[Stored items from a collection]
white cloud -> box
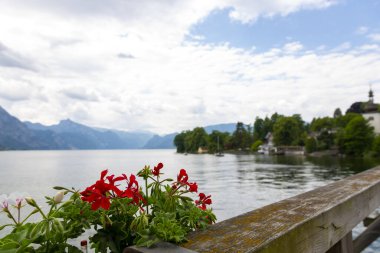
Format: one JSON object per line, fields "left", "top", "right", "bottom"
{"left": 332, "top": 42, "right": 351, "bottom": 52}
{"left": 0, "top": 0, "right": 378, "bottom": 134}
{"left": 283, "top": 42, "right": 304, "bottom": 53}
{"left": 227, "top": 0, "right": 337, "bottom": 23}
{"left": 356, "top": 26, "right": 369, "bottom": 35}
{"left": 368, "top": 33, "right": 380, "bottom": 42}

WHAT THE TASK REQUIRES
Starting at the line that contains "Format: one JSON", copy each line through the last one in the records, exactly, and output nothing else.

TASK SOLUTION
Format: one JSON object per line, fields "left", "top", "right", "bottom"
{"left": 332, "top": 42, "right": 351, "bottom": 52}
{"left": 0, "top": 0, "right": 378, "bottom": 134}
{"left": 283, "top": 42, "right": 304, "bottom": 53}
{"left": 227, "top": 0, "right": 337, "bottom": 23}
{"left": 356, "top": 26, "right": 369, "bottom": 35}
{"left": 368, "top": 33, "right": 380, "bottom": 42}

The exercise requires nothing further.